• SET EXERCISE A:
In the excerpt on iPhone Over-the-Air configuration, what does the device use to exchange its public key with the server?

• SOURCE EXCERPT:

# # #

Now the device is using SCEP to exchange their public key with the server and then it installs a profile. Ah, this time it works. Thanks for turning off your MiFis. So set a passcode, this is the same profile that were set up using iPCU a few minutes ago so we require a passcode and we're going to configure an exchange account and a web clip.
Notice that you are prompted for a passcode before the profile is actually installed and it's installed, tap done, so let's go back to the home screen and there's our web clip, the Apple web clip and oh, we have an email, our email is set up, there you go.
So that's Over-the-Air configuration. You go from a login to a custom-configured iPhone and this is of course very scalable because you don't have to do any manual steps once you've configured your web server and you can put in rules that configure devices according to your IT policy and you can deliver custom profiles based on a user's login. So let's take a closer look at how this actually works behind the scenes.
The first thing you want to do is you want to send your user to visit a URL, so you can do this using SMS, you can send them an SMS with URL in it, you can send them an email instructions, or just tell them to go to the IT page and tap a link or some combination of those, so get them to go to a portal.
The user will then log in with their credentials. Now you know who they are and you can decide whether the user is eligible for your enrollment service or not. If they are, your server then sends a device authentication challenge which will show up as that view with the install button on the device. If the user taps install, what happens is then the iPhone is going to talk to your server and tell your server about its hardware and configuration, so it tells it what model it is, what OS version it has and serial numbers and a handful of other information.

# # #

• DATA TO USE:
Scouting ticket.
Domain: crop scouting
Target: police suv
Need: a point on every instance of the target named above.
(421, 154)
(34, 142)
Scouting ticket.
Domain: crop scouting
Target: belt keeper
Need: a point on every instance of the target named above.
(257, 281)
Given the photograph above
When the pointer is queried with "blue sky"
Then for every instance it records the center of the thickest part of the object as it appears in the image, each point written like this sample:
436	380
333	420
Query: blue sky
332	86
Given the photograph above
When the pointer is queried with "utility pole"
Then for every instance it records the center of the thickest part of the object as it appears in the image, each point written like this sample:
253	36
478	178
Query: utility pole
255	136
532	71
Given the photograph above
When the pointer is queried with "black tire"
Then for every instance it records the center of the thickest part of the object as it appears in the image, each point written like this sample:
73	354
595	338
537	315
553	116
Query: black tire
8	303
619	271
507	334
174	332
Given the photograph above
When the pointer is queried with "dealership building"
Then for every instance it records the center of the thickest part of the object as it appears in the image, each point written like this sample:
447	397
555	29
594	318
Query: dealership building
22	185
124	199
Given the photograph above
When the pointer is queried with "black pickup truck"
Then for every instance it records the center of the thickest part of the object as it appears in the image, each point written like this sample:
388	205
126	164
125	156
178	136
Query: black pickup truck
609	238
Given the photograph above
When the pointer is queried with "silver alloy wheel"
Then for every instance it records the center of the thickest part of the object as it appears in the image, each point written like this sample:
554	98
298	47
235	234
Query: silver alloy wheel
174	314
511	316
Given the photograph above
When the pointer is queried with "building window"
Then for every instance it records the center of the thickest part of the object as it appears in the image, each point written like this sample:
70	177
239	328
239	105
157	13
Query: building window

# # #

• SET EXERCISE B:
Report each line of the listing that contains the string "pointer", copying every such line in full. Case counts when matching.

• TASK ANSWER A:
SCEP

• TASK ANSWER B:
When the pointer is queried with "blue sky"
When the pointer is queried with "utility pole"
When the pointer is queried with "black tire"
When the pointer is queried with "dealership building"
When the pointer is queried with "black pickup truck"
When the pointer is queried with "silver alloy wheel"
When the pointer is queried with "building window"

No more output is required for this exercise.